# Qué hacer:
1 - Según el fragmento sobre Majúa, ¿por qué casi siempre olía a combustible en el cuarto donde él vivía?
2 - Prolonga el fragmento sobre Majúa a partir de su última oración.

# Fragmento para leer:
╭──

Hay personas conocidas de la infancia que no sé por qué
razón nunca se olvidan. Después de tanto tiempo una piensa que fueron
insignificantes pero si hurgamos bien, nos damos cuenta que tuvieron alguna importancia en el desarrollo de esa
etapa tan especial.
Como una película quedan escenas en la mente relacionadas
con ellas. Y Majúa fue uno de esos seres que marcó huellas, estoy segura, en
más de un niño y una niña de mi barrio.
Cuando tenía nueve o diez años, -mi hermano cuatro menos
que yo- compartimos como vecino a un negrito viejo, que muchos decían tenía
“problemas”, pero era la persona más bondadosa y trabajadora que nunca había
conocido. Era el mismísimo Majúa.
Laboraba en la cocina del Hospital Dr. Mario Muñoz Monroy de Colón, en Matanzas. La gente decía que
allí hacía de todo, desde limpiar hasta preparar viandas y pelar pollos…Cualquier
actividad, porque no podía estar sin hacer nada.
Vivía solo. En un cuarto amplio se veían de frente la
camita personal en que dormía y la mesa con el fogón, tenía el baño afuera.
Cocinaba con luz brillante, por lo que casi siempre había olor a combustible en
el lugar. Estiraba bien la sábana del camastro y a veces le pasaba un paño con
petróleo al bastidor para que se murieran las chinchas. Todo lo tenía
organizado, pero sin exquisiteces.
Mi hermano y yo íbamos casi siempre a verlo cuando venía
del trabajo, porque, aunque teníamos en nuestra casa siempre alguna merienda,
le pedíamos pan, queques, mermelada o lo que trajera del hospital. Otras veces
él era quien nos llamaba cuando todavía a las cinco de la tarde no habíamos ido
por allá.
A mi mamá no le parecía mal que nos lleváramos bien con
él, solo que peleaba mucho cuando Majúa hacía coditos, porque decía que comíamos
sancocho. Se trataba de un poco de la
pasta con sofrito crudo, tirado por arriba en un plato bien manchado. A nosotros nos encantaba.

╰──

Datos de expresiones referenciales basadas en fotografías
╭──

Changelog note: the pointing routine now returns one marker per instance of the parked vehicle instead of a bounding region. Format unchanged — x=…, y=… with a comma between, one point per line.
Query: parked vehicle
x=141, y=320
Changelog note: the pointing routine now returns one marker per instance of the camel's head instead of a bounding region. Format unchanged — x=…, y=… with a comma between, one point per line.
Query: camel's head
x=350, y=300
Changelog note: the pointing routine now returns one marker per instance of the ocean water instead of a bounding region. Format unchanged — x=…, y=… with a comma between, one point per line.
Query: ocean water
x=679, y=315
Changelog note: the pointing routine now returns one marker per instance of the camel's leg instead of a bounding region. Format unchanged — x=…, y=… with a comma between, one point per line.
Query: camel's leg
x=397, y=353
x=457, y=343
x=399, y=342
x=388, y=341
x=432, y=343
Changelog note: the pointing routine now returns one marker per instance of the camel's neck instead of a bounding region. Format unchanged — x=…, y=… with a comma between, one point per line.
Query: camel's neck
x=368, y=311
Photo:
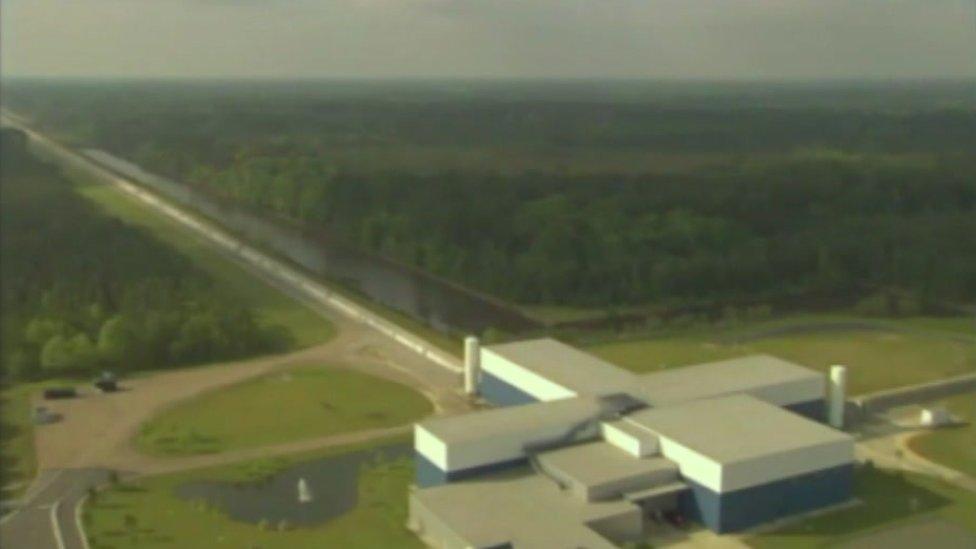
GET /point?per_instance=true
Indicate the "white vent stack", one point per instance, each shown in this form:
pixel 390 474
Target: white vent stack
pixel 472 364
pixel 838 396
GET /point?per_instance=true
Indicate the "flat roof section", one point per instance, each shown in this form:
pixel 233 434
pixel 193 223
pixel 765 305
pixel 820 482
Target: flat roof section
pixel 735 428
pixel 484 424
pixel 567 366
pixel 598 470
pixel 526 511
pixel 737 375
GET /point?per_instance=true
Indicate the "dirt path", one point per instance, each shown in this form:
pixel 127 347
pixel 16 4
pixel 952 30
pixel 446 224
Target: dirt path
pixel 98 430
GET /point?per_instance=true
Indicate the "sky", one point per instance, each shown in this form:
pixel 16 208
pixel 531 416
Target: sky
pixel 669 39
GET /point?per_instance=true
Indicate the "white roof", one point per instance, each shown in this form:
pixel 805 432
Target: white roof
pixel 748 374
pixel 567 366
pixel 735 428
pixel 497 421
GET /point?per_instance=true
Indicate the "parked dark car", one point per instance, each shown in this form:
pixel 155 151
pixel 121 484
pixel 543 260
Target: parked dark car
pixel 107 382
pixel 60 392
pixel 675 518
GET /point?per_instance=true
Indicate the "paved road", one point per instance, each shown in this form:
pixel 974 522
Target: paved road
pixel 48 516
pixel 269 268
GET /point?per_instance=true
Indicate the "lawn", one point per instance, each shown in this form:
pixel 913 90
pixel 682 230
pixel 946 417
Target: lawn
pixel 272 306
pixel 18 461
pixel 954 446
pixel 888 499
pixel 158 519
pixel 891 354
pixel 300 403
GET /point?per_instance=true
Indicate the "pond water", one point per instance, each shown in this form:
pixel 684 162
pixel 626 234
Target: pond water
pixel 440 304
pixel 333 483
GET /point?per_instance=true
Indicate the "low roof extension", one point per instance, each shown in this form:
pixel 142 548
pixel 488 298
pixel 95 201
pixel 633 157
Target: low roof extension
pixel 752 374
pixel 735 428
pixel 485 424
pixel 567 366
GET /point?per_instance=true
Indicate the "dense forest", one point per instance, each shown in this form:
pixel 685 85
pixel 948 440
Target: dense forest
pixel 576 194
pixel 82 291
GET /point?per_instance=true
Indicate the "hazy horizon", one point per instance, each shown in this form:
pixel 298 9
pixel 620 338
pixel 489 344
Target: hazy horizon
pixel 666 40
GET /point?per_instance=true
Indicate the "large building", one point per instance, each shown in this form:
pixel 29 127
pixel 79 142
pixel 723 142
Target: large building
pixel 580 453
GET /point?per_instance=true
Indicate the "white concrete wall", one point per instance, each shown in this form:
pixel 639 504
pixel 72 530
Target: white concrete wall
pixel 693 465
pixel 642 446
pixel 522 378
pixel 429 446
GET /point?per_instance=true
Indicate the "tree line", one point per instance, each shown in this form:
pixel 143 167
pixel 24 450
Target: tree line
pixel 791 193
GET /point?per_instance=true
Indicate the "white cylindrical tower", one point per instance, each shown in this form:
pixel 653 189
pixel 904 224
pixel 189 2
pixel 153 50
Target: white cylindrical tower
pixel 838 396
pixel 472 364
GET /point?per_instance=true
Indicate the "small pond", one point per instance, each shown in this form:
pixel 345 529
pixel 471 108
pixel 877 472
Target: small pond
pixel 332 481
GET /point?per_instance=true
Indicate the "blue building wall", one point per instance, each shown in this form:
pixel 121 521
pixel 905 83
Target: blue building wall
pixel 428 474
pixel 811 409
pixel 501 393
pixel 756 505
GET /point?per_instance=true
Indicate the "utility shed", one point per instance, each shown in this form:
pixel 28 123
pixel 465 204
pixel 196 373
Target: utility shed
pixel 750 462
pixel 543 370
pixel 524 511
pixel 459 447
pixel 766 377
pixel 597 471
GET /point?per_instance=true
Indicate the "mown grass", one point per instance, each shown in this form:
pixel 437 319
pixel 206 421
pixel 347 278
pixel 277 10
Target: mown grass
pixel 887 499
pixel 18 462
pixel 953 446
pixel 890 354
pixel 273 307
pixel 299 403
pixel 147 514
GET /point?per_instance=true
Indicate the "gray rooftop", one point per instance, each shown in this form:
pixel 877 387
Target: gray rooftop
pixel 528 511
pixel 496 421
pixel 597 470
pixel 738 375
pixel 735 428
pixel 567 366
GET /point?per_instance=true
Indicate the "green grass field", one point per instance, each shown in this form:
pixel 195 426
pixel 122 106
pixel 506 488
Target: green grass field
pixel 300 403
pixel 897 353
pixel 271 305
pixel 158 519
pixel 954 446
pixel 887 500
pixel 17 458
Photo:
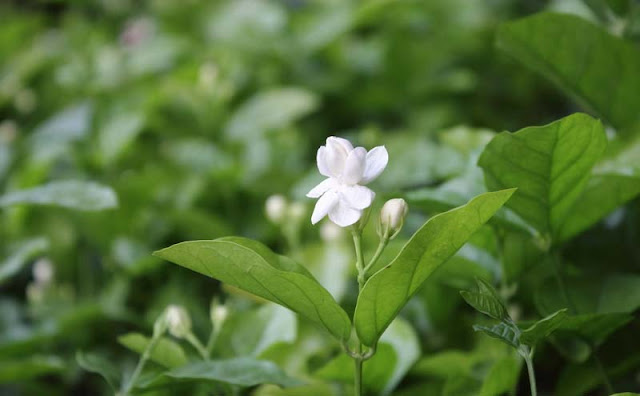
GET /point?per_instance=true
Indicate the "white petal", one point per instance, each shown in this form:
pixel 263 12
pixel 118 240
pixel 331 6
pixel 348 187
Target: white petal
pixel 336 156
pixel 377 160
pixel 321 159
pixel 354 166
pixel 326 203
pixel 322 188
pixel 343 215
pixel 358 197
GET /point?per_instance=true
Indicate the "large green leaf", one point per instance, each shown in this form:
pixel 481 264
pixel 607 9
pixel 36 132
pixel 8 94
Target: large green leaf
pixel 71 194
pixel 166 352
pixel 252 267
pixel 388 290
pixel 549 164
pixel 238 371
pixel 598 69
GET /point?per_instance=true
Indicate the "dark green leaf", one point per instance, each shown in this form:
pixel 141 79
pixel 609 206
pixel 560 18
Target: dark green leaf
pixel 550 165
pixel 252 267
pixel 388 290
pixel 238 371
pixel 600 70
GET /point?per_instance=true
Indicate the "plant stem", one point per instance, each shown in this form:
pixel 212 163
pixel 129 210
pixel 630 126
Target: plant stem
pixel 532 375
pixel 143 360
pixel 193 340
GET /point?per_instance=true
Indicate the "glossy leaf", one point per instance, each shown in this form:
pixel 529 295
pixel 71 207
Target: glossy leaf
pixel 72 194
pixel 502 331
pixel 252 267
pixel 388 290
pixel 598 69
pixel 549 164
pixel 542 328
pixel 99 365
pixel 166 352
pixel 239 371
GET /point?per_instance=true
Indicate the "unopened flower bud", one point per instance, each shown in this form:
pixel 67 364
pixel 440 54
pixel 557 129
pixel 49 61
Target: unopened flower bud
pixel 178 321
pixel 276 208
pixel 392 217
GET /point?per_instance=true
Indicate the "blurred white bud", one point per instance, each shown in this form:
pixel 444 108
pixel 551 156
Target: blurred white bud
pixel 43 271
pixel 330 232
pixel 392 217
pixel 178 321
pixel 276 208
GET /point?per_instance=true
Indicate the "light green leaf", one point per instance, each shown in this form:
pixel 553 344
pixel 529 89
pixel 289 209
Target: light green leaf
pixel 166 353
pixel 486 300
pixel 502 331
pixel 71 194
pixel 97 364
pixel 252 267
pixel 15 262
pixel 593 66
pixel 542 328
pixel 388 290
pixel 601 196
pixel 238 371
pixel 549 164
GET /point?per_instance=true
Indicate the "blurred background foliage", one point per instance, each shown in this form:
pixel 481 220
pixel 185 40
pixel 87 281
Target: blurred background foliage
pixel 195 112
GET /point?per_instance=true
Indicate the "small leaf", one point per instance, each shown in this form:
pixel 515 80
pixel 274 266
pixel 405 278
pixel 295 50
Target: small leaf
pixel 238 371
pixel 252 267
pixel 97 364
pixel 27 250
pixel 166 353
pixel 388 290
pixel 502 331
pixel 550 165
pixel 598 69
pixel 542 328
pixel 486 300
pixel 71 194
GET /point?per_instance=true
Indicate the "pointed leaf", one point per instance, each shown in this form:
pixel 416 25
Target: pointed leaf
pixel 549 164
pixel 502 331
pixel 388 290
pixel 598 69
pixel 542 328
pixel 166 353
pixel 239 371
pixel 252 267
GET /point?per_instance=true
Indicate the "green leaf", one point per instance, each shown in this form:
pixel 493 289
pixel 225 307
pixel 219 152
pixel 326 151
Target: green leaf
pixel 542 328
pixel 388 290
pixel 252 267
pixel 602 195
pixel 486 300
pixel 238 371
pixel 27 250
pixel 101 366
pixel 502 331
pixel 598 69
pixel 71 194
pixel 166 353
pixel 549 164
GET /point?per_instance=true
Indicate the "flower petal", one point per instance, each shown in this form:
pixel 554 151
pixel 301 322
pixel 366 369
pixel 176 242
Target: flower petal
pixel 377 160
pixel 354 166
pixel 326 203
pixel 322 188
pixel 357 197
pixel 321 159
pixel 336 156
pixel 343 215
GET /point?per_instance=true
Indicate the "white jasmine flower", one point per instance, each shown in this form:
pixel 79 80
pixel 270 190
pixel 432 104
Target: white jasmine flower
pixel 343 196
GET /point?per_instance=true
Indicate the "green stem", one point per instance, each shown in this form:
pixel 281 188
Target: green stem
pixel 532 375
pixel 143 360
pixel 193 340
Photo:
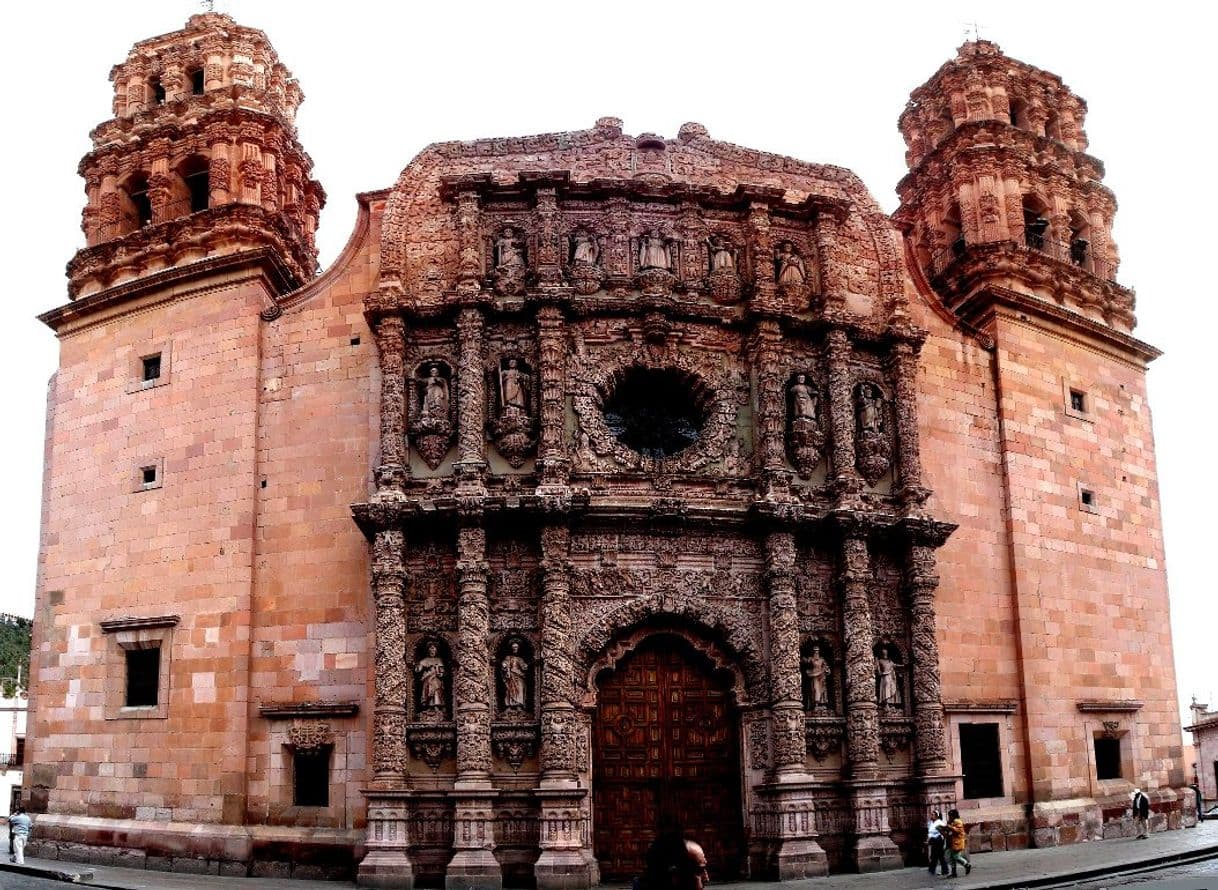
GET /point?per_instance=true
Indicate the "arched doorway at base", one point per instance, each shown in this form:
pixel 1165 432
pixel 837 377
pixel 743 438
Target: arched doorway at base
pixel 665 757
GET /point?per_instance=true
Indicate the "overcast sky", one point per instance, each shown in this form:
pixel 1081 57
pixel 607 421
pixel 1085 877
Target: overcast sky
pixel 821 82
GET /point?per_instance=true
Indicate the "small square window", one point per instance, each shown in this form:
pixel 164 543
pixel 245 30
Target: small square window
pixel 1107 757
pixel 143 677
pixel 311 777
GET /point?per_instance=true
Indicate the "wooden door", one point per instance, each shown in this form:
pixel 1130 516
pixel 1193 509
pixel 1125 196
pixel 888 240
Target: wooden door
pixel 665 759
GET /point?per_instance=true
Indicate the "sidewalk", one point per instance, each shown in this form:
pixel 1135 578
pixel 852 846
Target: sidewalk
pixel 1001 871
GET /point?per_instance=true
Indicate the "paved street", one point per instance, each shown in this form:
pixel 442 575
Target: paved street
pixel 1004 871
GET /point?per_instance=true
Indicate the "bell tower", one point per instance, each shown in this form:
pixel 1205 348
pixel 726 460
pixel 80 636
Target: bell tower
pixel 1009 225
pixel 200 162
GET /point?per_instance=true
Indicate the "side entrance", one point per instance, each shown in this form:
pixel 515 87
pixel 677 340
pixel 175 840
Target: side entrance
pixel 665 757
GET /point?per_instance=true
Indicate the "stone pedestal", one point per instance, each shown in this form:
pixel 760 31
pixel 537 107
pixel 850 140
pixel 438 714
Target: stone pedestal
pixel 386 863
pixel 565 860
pixel 873 849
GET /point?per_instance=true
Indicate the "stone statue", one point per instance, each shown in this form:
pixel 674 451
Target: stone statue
pixel 791 266
pixel 721 258
pixel 888 689
pixel 514 670
pixel 585 248
pixel 804 401
pixel 817 671
pixel 653 252
pixel 431 679
pixel 514 387
pixel 509 253
pixel 435 396
pixel 871 409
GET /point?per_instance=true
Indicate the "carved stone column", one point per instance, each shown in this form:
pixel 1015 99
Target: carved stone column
pixel 845 474
pixel 771 408
pixel 828 238
pixel 470 399
pixel 797 851
pixel 873 849
pixel 387 863
pixel 566 858
pixel 909 460
pixel 552 371
pixel 394 466
pixel 473 863
pixel 929 744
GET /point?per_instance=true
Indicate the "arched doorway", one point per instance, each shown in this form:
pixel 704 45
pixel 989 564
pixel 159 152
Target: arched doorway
pixel 665 757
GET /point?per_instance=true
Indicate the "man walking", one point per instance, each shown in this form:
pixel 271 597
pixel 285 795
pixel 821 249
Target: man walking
pixel 20 826
pixel 1141 812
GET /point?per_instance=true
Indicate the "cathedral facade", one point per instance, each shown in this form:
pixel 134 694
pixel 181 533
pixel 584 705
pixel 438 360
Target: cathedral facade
pixel 603 486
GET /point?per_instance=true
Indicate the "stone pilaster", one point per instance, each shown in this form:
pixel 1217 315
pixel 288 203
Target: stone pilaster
pixel 873 850
pixel 394 466
pixel 386 862
pixel 552 371
pixel 771 408
pixel 845 474
pixel 473 863
pixel 929 744
pixel 470 399
pixel 566 858
pixel 909 460
pixel 797 852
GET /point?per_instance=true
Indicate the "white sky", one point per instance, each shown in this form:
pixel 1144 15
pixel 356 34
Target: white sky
pixel 821 82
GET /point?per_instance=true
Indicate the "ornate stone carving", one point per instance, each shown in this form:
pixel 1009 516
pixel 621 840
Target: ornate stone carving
pixel 584 270
pixel 431 425
pixel 430 743
pixel 514 743
pixel 510 263
pixel 873 437
pixel 309 735
pixel 804 435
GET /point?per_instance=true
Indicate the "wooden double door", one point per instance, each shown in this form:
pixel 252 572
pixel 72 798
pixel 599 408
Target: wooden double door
pixel 665 757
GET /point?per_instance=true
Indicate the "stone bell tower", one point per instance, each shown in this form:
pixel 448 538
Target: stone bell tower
pixel 1009 223
pixel 200 162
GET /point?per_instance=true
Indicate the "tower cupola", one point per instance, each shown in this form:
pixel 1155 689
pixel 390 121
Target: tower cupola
pixel 1001 192
pixel 200 161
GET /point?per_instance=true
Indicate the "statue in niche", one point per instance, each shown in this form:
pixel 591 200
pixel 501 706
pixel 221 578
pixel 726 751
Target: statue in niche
pixel 431 671
pixel 804 401
pixel 509 263
pixel 816 669
pixel 888 688
pixel 431 426
pixel 721 258
pixel 722 284
pixel 805 440
pixel 514 672
pixel 789 269
pixel 435 396
pixel 653 252
pixel 872 443
pixel 512 429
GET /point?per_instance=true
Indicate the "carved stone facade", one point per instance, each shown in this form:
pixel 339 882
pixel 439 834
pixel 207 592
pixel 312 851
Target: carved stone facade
pixel 620 416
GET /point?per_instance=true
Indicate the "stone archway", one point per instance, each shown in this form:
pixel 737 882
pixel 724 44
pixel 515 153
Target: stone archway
pixel 665 756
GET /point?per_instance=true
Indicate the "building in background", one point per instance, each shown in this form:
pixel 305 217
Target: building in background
pixel 603 485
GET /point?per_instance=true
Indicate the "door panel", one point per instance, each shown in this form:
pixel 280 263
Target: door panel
pixel 665 759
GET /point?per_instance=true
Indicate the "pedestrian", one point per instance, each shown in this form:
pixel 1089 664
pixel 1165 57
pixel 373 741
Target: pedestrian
pixel 20 826
pixel 675 863
pixel 957 839
pixel 1140 809
pixel 936 830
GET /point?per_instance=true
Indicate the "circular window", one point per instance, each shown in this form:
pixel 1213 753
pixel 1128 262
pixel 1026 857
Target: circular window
pixel 655 412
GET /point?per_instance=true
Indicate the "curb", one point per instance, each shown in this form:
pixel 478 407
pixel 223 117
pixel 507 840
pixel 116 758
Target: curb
pixel 80 875
pixel 1180 857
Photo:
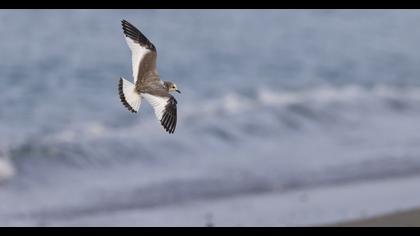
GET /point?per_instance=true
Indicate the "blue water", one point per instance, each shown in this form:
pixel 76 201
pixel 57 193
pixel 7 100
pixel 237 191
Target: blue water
pixel 272 100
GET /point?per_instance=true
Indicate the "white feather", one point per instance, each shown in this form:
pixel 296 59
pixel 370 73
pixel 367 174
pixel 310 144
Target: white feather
pixel 137 54
pixel 158 104
pixel 131 96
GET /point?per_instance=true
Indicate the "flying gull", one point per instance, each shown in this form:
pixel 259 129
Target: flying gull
pixel 147 83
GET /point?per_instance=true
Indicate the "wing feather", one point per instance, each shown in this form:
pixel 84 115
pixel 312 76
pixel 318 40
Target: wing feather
pixel 165 109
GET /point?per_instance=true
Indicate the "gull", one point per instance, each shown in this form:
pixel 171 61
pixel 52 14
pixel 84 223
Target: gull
pixel 147 83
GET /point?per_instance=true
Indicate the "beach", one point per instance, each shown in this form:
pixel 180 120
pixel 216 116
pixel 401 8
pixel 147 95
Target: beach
pixel 409 218
pixel 286 118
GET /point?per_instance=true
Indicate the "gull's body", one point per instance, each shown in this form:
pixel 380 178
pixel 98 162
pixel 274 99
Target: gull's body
pixel 147 83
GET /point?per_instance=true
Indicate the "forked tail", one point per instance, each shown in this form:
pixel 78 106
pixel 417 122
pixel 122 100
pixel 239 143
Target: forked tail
pixel 128 95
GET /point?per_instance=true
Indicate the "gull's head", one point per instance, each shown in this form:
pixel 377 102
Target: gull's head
pixel 171 86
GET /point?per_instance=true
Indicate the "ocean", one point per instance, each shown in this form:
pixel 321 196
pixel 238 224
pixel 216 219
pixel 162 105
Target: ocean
pixel 273 101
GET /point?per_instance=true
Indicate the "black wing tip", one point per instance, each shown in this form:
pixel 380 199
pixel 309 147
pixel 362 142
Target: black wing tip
pixel 135 34
pixel 122 97
pixel 169 118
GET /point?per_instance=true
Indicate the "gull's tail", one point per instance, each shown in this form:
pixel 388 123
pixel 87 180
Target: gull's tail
pixel 128 95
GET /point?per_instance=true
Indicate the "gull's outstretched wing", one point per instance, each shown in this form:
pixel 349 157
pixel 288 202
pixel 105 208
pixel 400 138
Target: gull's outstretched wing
pixel 143 53
pixel 165 110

╰──

# Resultados esperados:
1 - Olía a combustible porque Majúa cocinaba con luz brillante.

2 -
Dejábamos los espaguetis con salsa
cocinada y queso de mi madre, por los coditos del viejo.
Pero no sólo con nosotros él tenía distinción, a
cualquier muchacho que llegara en ese momento también le daba de comer. Cocinaba
siempre bastante y lo que sobraba se lo tiraba a los pollos del patio de al
lado.
Siempre estaba contento y cantaba enredado pues no tenía
dientes. Los muchachos decían que estaba loco porque hablaba con él mismo. A
cualquiera que lo necesitaba él lo ayudaba: A llevar una jaba, bajar algo
pesado, barría los patios de los alrededores…
Yo creía entonces que Majúa nunca se iba a morir. Se
convirtió en un personaje tan importante para niños como mi hermano y yo que
pensaba que siempre iba a estar ahí, en su “cuarto” como mansión y pasando por
frente de mi casa cantando o hablando solo.
Un día cuando ya estuve casada y con una niña, a más de
veinticinco años de saborear tanto los
coditos con sofrito crudo de Majúa, conocí que había muerto. Entonces comprendí
cuán importante son para los niños personas como él. Sus cualidades no las
percibía en aquellos momentos, pero tal parece que calaron subliminalmente.
Hoy mi hermano es un eterno ayudador de sus amigos y yo
brindo lo que tenga al que llegue a mi casa a la hora de comer. Y a mis hijos
me gusta hacerle de vez en cuando coditos con sofrito crudo echado por arriba.